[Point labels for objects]
· · · · ·

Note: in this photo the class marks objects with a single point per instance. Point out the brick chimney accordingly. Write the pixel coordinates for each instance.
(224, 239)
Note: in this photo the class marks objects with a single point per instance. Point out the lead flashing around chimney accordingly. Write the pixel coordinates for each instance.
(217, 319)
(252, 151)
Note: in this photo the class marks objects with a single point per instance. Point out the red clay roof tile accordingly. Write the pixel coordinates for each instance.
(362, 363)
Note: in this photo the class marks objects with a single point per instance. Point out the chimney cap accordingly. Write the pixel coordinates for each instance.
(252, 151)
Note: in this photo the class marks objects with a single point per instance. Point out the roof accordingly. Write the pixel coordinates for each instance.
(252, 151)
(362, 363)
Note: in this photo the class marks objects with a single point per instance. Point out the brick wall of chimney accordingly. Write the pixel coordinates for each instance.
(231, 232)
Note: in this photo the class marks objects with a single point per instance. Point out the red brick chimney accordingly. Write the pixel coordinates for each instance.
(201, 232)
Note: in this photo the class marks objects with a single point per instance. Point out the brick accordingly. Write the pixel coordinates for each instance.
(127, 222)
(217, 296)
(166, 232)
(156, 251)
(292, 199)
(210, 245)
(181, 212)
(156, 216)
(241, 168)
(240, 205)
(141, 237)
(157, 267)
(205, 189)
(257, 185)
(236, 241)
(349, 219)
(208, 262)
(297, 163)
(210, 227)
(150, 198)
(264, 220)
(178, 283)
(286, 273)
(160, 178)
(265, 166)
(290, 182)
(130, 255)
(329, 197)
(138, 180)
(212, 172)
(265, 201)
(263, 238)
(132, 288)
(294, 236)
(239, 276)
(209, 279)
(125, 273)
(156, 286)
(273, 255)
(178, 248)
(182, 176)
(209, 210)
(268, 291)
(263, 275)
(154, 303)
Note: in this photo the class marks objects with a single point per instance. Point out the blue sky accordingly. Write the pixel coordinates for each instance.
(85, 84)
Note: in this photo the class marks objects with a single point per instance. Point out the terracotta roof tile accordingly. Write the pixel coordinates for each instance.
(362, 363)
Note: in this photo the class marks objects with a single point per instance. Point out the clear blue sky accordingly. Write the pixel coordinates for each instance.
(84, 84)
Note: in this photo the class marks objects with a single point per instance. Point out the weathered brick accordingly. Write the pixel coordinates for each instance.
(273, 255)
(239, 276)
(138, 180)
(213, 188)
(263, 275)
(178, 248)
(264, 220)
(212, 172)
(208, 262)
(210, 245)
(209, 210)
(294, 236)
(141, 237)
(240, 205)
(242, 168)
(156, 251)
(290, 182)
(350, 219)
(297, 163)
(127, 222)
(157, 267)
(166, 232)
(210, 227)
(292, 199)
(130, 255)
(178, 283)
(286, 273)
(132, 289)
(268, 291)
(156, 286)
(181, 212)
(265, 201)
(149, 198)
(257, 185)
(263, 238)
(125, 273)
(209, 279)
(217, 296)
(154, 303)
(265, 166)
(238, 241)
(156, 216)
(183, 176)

· · · · ·

◆ Given task ◆
Render every line of the items above as a Markdown table with two columns, Row and Line. Number the rows in order and leave out any blank lines.

◆ Answer to the exercise ◆
| Row | Line |
|---|---|
| 1 | Note: in this photo the class marks objects with a single point per instance. Point out the brick chimney accordingly. Write the pixel coordinates for each instance. |
| 2 | (224, 239) |
| 3 | Note: in this photo the class marks objects with a single point per instance. Point out the lead flashing around chimney accordingly. Write the pixel coordinates for each instance. |
| 4 | (217, 319) |
| 5 | (252, 151) |
| 6 | Note: in this photo the class marks objects with a single point per instance. Point out the red clay roof tile accordingly. Write the pixel coordinates for each instance. |
| 7 | (362, 363) |
| 8 | Note: in this photo the class marks objects with a single point per instance. Point out the chimney cap accordingly. Write the pixel coordinates for each instance. |
| 9 | (252, 151) |
| 10 | Note: in this photo the class marks objects with a single point per instance. Point out the roof accordingly. Write the pixel coordinates for each instance. |
| 11 | (252, 151) |
| 12 | (362, 363) |
| 13 | Note: in this photo the class marks objects with a single point per instance. Point out the brick wall of chimney accordingly. Write the pixel coordinates for each instance. |
| 14 | (231, 232) |
| 15 | Note: in this photo the class marks objects with a single point per instance. Point out the red brick chimney accordingly. Write the pixel coordinates for each instance. |
| 16 | (201, 232) |
| 17 | Note: in this photo the class marks objects with a single point per instance. Point out the brick accordingly. Write the pixel coordinates for each instance. |
| 18 | (127, 222) |
| 19 | (217, 296) |
| 20 | (166, 232) |
| 21 | (156, 251) |
| 22 | (292, 199) |
| 23 | (210, 245) |
| 24 | (181, 212) |
| 25 | (156, 216) |
| 26 | (241, 168) |
| 27 | (240, 205) |
| 28 | (141, 237) |
| 29 | (157, 267) |
| 30 | (205, 189) |
| 31 | (257, 185) |
| 32 | (236, 241) |
| 33 | (349, 219) |
| 34 | (208, 262) |
| 35 | (297, 163) |
| 36 | (210, 227) |
| 37 | (150, 198) |
| 38 | (264, 220) |
| 39 | (178, 283) |
| 40 | (286, 273) |
| 41 | (160, 178) |
| 42 | (265, 166) |
| 43 | (290, 182) |
| 44 | (130, 255) |
| 45 | (329, 197) |
| 46 | (138, 180) |
| 47 | (212, 172) |
| 48 | (265, 201) |
| 49 | (263, 238) |
| 50 | (132, 288) |
| 51 | (294, 236) |
| 52 | (239, 276) |
| 53 | (209, 279) |
| 54 | (125, 273) |
| 55 | (156, 286) |
| 56 | (273, 255) |
| 57 | (178, 248) |
| 58 | (182, 176) |
| 59 | (209, 210) |
| 60 | (268, 291) |
| 61 | (263, 275) |
| 62 | (154, 303) |
| 63 | Note: in this photo the class marks objects with a single point per instance. Point out the blue sky accordingly. Write the pixel coordinates for each instance. |
| 64 | (85, 84) |
| 65 | Note: in this photo the class marks objects with a single point per instance. Point out the terracotta roof tile accordingly. Write the pixel coordinates for each instance. |
| 66 | (362, 363) |
| 67 | Note: in this photo the class marks objects with a single point per instance. Point out the clear blue sky accordingly. Write the pixel coordinates for each instance. |
| 68 | (84, 84) |
| 69 | Note: in this photo the class marks objects with a single point per instance. Point out the weathered brick accordingly. Write the pixel coordinates for each instance. |
| 70 | (273, 255) |
| 71 | (239, 276) |
| 72 | (138, 180) |
| 73 | (213, 188) |
| 74 | (263, 275) |
| 75 | (178, 248) |
| 76 | (264, 220) |
| 77 | (212, 172) |
| 78 | (208, 262) |
| 79 | (210, 245) |
| 80 | (209, 210) |
| 81 | (294, 236) |
| 82 | (141, 237) |
| 83 | (240, 205) |
| 84 | (242, 168) |
| 85 | (156, 251) |
| 86 | (290, 182) |
| 87 | (350, 219) |
| 88 | (297, 163) |
| 89 | (127, 222) |
| 90 | (157, 267) |
| 91 | (166, 232) |
| 92 | (210, 227) |
| 93 | (292, 199) |
| 94 | (130, 255) |
| 95 | (178, 283) |
| 96 | (286, 273) |
| 97 | (132, 289) |
| 98 | (268, 291) |
| 99 | (156, 286) |
| 100 | (181, 212) |
| 101 | (265, 201) |
| 102 | (149, 198) |
| 103 | (257, 185) |
| 104 | (263, 238) |
| 105 | (125, 273) |
| 106 | (209, 279) |
| 107 | (217, 296) |
| 108 | (154, 303) |
| 109 | (265, 166) |
| 110 | (238, 241) |
| 111 | (156, 216) |
| 112 | (183, 176) |